----- EXTRAIT DU DOCUMENT -----

Lolita, lumière de ma vie, feu de mes reins. Mon péché, mon âme. Lo-lii-ta: le bout de la langue fait trois petits pas le long du palais pour taper, à trois, contre les dents. Lo. Lii. Ta.

Le matin, elle était Lo, simplement Lo, avec son mètre quarante-six et son unique chaussette. Elle était Lola en pantalon. Elle était Dolly à l'école. Elle était Dolores sur les pointillés. Mais dans mes bras, elle était toujours Lolita.

Une autre l'avait-elle précédée ? Oui, en fait oui. En vérité, il n'y aurait peut-être jamais eu de Lolita si, un été, je n'avais aimé au préalable une certaine enfant. Dans une principauté au bord de la mer. Quand était-ce ? Environ autant d'années avant la naissance de Lolita que j'en comptais cet été-là. Vous pouvez faire confiance à un meurtrier pour avoir une prose alambiquée.

Mesdames et messieurs les jurés, la pièce à conviction numéro un est cela même que convoitaient les séraphins, ces êtres ignares, simplistes, aux ailes altières. Voyez cet entrelacs d'épines.[…]

 

Vladimir Nabokov (1899 - 1977), Lolita, 1955

 

(Version originale qui permet d'apprécier les allitérations

Lolita, light of my life, fire of my loins. My sin, my soul Lo-lee-ta : the tip of the tongue taking a trip of three steps down the palate to tap, at three, on the teeth. Lo. Lee. Ta.

She was Lo, plain Lo, in the morning, standing four feet ten in one sock. She was Lola in slacks. She was Dolly at school. She was Dolores on the dotted line. But in my arm she was always Lolita.

Did she have a precursor ? She did, indeed she did. In point of fact, there might have been no Lolita at all had I not loved, one summer, a certain initial girl-child. In a princedom by the sea. Oh when ? About as many years before Lolita was born as my age was that summer. You can always count on a murderer for a fancy prose style.

----- ENREGISTREMENTS FOURNIS -----

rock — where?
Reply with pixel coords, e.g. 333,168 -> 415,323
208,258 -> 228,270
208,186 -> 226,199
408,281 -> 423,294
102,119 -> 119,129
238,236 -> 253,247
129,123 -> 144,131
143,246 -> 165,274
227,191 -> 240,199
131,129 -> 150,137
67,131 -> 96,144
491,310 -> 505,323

-----

=== CONSIGNES DE L'EXERCICE ===
1. Modifiez la portion de l'extrait qui commence à « (Version originale qui » et se termine à « fancy prose style. », en y remplaçant « princedom » par « kingdom ».
2. Mettez à l'échelle tous les enregistrements, s'il vous plaît : recopiez chacune de leurs lignes, consignes comprises, en multipliant par 0,25 chaque coordonnée en pixels des réponses, arrondie à l'entier, les demis vers le haut. Les consignes et leur exemple de format restent tels quels.

=== LES RÉPONSES ===
1.
(Version originale qui permet d'apprécier les allitérations

Lolita, light of my life, fire of my loins. My sin, my soul Lo-lee-ta : the tip of the tongue taking a trip of three steps down the palate to tap, at three, on the teeth. Lo. Lee. Ta.

She was Lo, plain Lo, in the morning, standing four feet ten in one sock. She was Lola in slacks. She was Dolly at school. She was Dolores on the dotted line. But in my arm she was always Lolita.

Did she have a precursor ? She did, indeed she did. In point of fact, there might have been no Lolita at all had I not loved, one summer, a certain initial girl-child. In a kingdom by the sea. Oh when ? About as many years before Lolita was born as my age was that summer. You can always count on a murderer for a fancy prose style.

2.
rock — where?
Reply with pixel coords, e.g. 333,168 -> 415,323
52,65 -> 57,68
52,47 -> 57,50
102,70 -> 106,74
26,30 -> 30,32
60,59 -> 63,62
32,31 -> 36,33
36,62 -> 41,69
57,48 -> 60,50
33,32 -> 38,34
17,33 -> 24,36
123,78 -> 126,81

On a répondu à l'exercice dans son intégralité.